**What is being asked**
From the line with "request: boxes for bridge arch" to the final line of the data below, please write out every line exactly, with no pictures.

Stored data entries
──────────

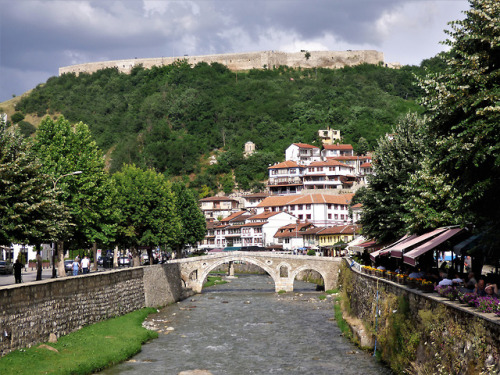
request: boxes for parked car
[101,256,113,268]
[118,256,131,267]
[0,261,13,274]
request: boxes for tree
[354,113,428,243]
[418,0,500,230]
[356,137,370,155]
[32,116,115,275]
[171,182,207,258]
[112,164,181,266]
[0,125,70,247]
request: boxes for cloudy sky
[0,0,470,102]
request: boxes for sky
[0,0,470,103]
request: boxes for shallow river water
[102,274,392,375]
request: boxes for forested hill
[12,59,435,192]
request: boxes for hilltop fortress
[59,50,395,76]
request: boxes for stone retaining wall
[0,264,186,356]
[339,259,500,373]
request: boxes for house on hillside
[199,196,241,219]
[273,222,316,251]
[302,160,354,191]
[285,143,321,165]
[207,210,297,249]
[321,144,354,158]
[241,192,271,210]
[317,128,341,145]
[268,160,305,195]
[256,193,354,226]
[317,225,357,256]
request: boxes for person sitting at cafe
[465,272,477,291]
[474,279,487,296]
[408,268,424,279]
[485,283,498,298]
[438,271,454,286]
[452,273,464,285]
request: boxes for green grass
[318,294,327,300]
[0,308,158,375]
[325,289,338,294]
[203,275,227,288]
[334,296,352,339]
[277,290,286,294]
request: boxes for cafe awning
[390,227,449,258]
[403,228,464,266]
[370,234,416,262]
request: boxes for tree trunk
[113,245,119,268]
[147,247,153,265]
[92,242,98,271]
[36,248,42,281]
[175,245,183,259]
[57,240,66,276]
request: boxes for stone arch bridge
[169,252,341,293]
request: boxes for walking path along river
[101,274,392,375]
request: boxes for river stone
[178,370,213,375]
[166,327,175,331]
[48,333,57,343]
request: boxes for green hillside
[10,60,429,192]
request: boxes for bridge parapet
[169,252,341,293]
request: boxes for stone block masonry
[59,50,385,76]
[0,264,186,356]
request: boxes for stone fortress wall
[59,50,389,76]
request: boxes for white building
[321,144,354,158]
[268,160,305,195]
[302,160,354,191]
[256,193,354,227]
[199,196,241,219]
[285,143,321,165]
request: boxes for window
[328,204,332,209]
[341,214,345,220]
[306,214,311,220]
[298,204,303,210]
[306,204,311,210]
[298,214,303,220]
[290,205,295,210]
[328,213,332,219]
[289,169,296,174]
[284,238,290,244]
[334,214,338,219]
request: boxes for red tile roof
[317,225,356,235]
[249,211,283,220]
[360,162,372,168]
[257,194,354,208]
[268,160,301,169]
[307,160,353,168]
[292,143,319,149]
[323,144,353,150]
[220,211,247,222]
[199,196,238,202]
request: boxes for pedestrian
[36,250,43,281]
[81,255,90,274]
[71,258,80,276]
[13,258,23,283]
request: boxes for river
[102,274,392,375]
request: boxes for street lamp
[51,171,83,278]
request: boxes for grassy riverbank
[204,275,228,288]
[0,308,158,375]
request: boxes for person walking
[71,258,80,276]
[81,255,90,274]
[36,250,43,281]
[13,258,23,283]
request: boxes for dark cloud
[0,0,469,102]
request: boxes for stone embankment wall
[0,264,186,356]
[338,260,500,374]
[59,50,385,76]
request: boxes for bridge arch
[196,255,279,292]
[291,264,327,290]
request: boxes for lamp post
[51,171,82,278]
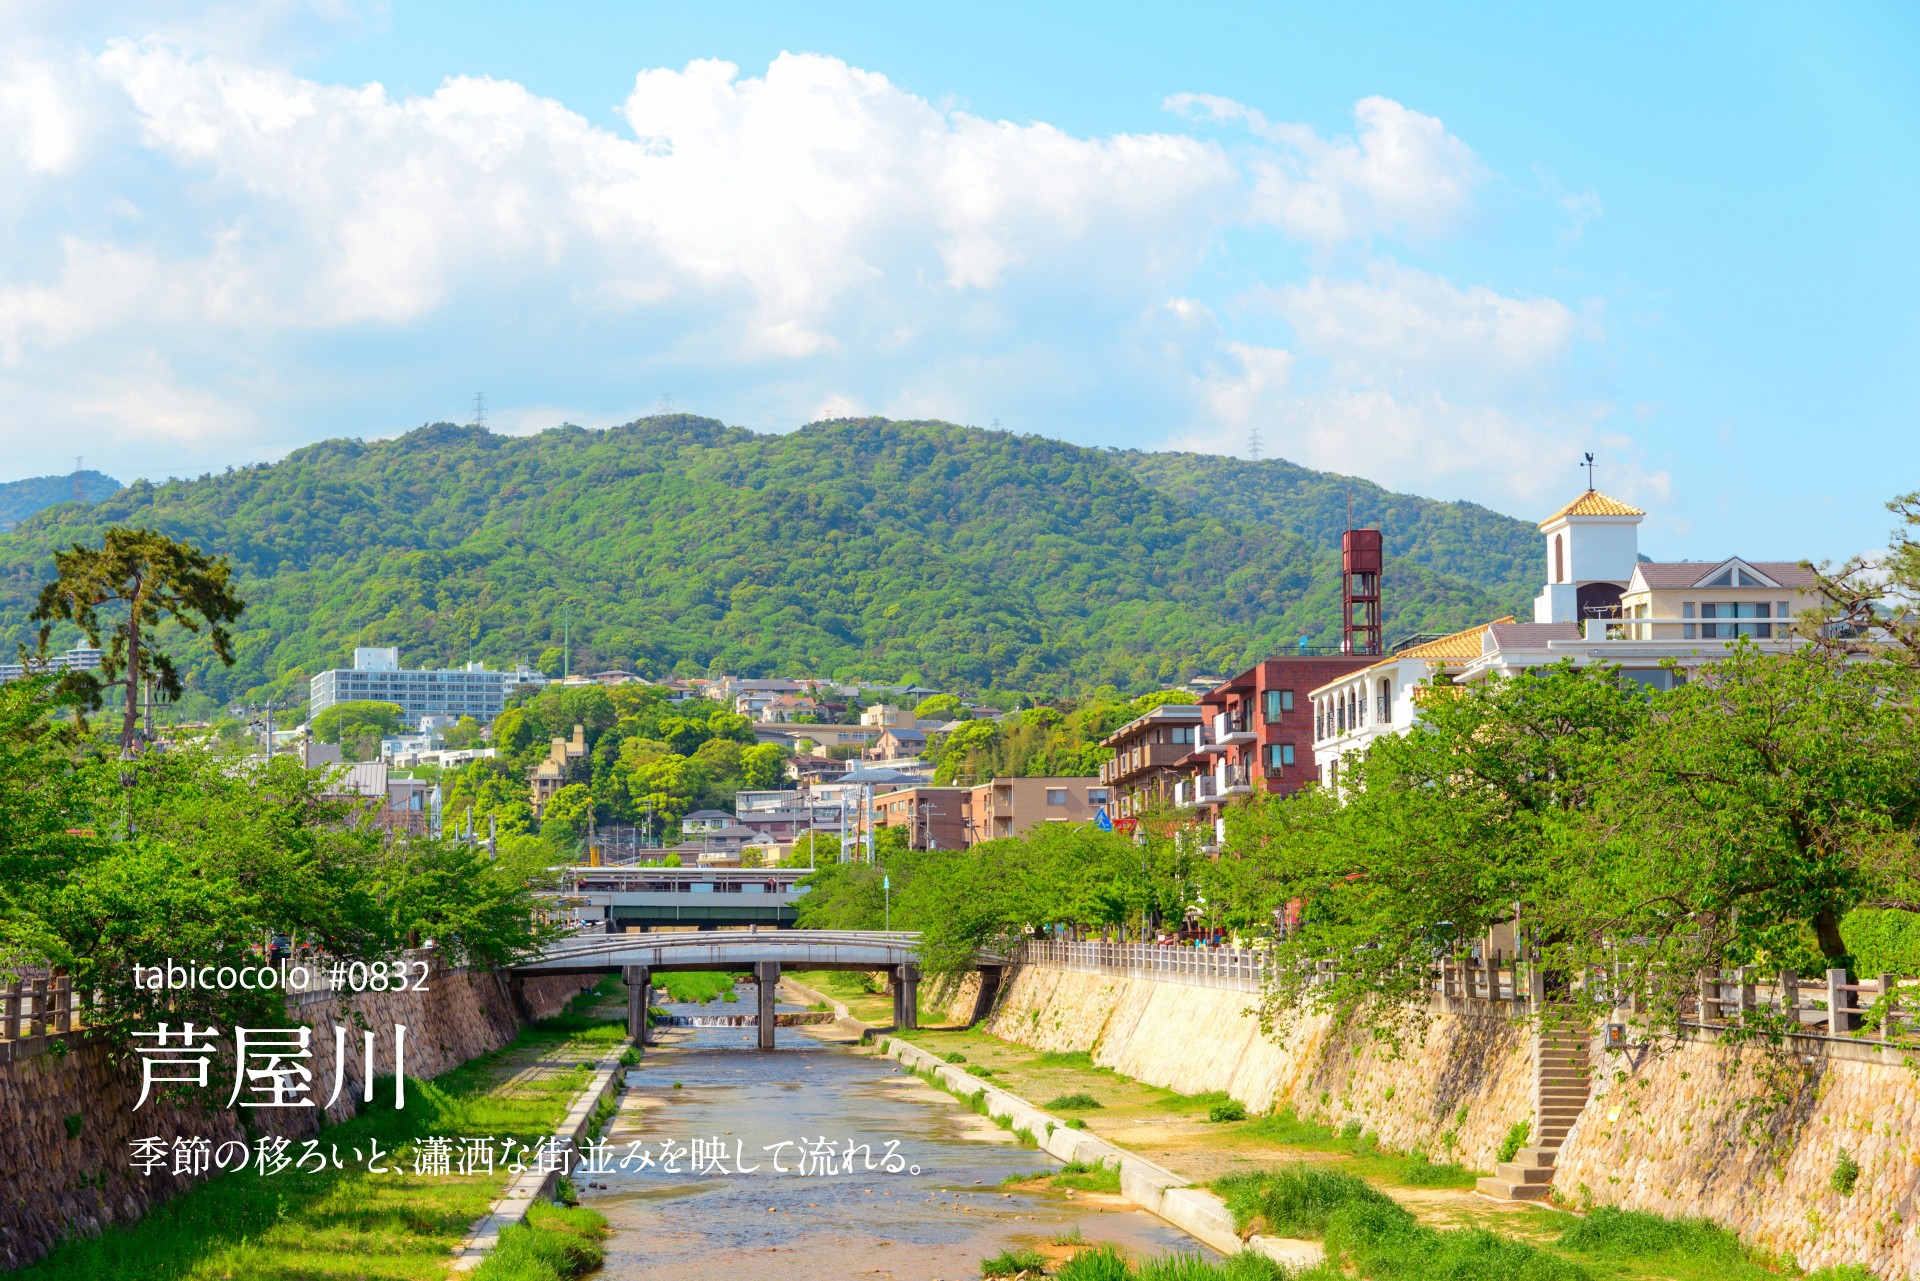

──────────

**Answer for the task**
request: boxes for bridge arch
[196,255,279,292]
[291,264,327,290]
request: boxes for lamp post
[51,171,82,278]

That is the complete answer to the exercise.